» **Exercise instructions**
Your reply should reproduce each record precisely as written.

» **Saved data entries**
-- Opening Marker --

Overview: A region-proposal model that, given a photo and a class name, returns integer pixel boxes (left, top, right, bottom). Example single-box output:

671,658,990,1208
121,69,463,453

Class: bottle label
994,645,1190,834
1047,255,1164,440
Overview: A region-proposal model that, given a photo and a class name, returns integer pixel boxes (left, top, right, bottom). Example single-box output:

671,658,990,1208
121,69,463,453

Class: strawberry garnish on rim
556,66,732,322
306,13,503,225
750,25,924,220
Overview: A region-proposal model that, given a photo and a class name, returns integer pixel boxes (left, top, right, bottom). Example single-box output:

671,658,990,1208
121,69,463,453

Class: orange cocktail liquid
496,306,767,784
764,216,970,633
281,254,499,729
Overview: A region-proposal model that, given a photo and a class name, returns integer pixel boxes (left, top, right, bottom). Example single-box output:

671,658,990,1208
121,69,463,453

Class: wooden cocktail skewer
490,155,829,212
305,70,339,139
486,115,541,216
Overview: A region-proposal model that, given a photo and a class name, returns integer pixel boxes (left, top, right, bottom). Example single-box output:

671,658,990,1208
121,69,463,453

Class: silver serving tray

-- Closing Marker --

» **Answer section**
Overview: A region-proposal model that, given a photo and a class name, returns integer pixel boxes (left, top, right, bottom). Example single-box output:

671,658,990,1208
121,69,463,453

Class: bottle label
994,645,1190,834
1047,255,1164,440
Overview: A region-proposal model that, given a photo and a class name, returns integer pixel boxes (left, top, right, bottom). Example single-box output:

671,658,990,1208
121,69,463,453

Class: strawberry garnish on rim
556,66,732,322
306,13,503,225
750,25,924,220
Overview: A region-proposal model that, given a photo and a class name, returns integer pixel boxes (left, top, right, bottom). Example single-box output:

671,658,990,1208
121,69,463,453

Class: orange cocktail liquid
496,306,767,784
764,216,970,633
281,254,499,729
Overview: A region-proposal model that, given a photo and a class name, returns integer pixel boxes (left, top, right, bottom). Example single-box output:

671,658,990,1208
121,69,463,453

Class: wooden cocktail skewer
490,155,829,212
305,70,339,139
486,115,541,216
Overview: A region-proposal model that, given a photo and a class name, returns integer pixel boxes (left, top, right, bottom). Example single-box output:

671,658,990,1208
121,69,463,453

Class: silver serving tray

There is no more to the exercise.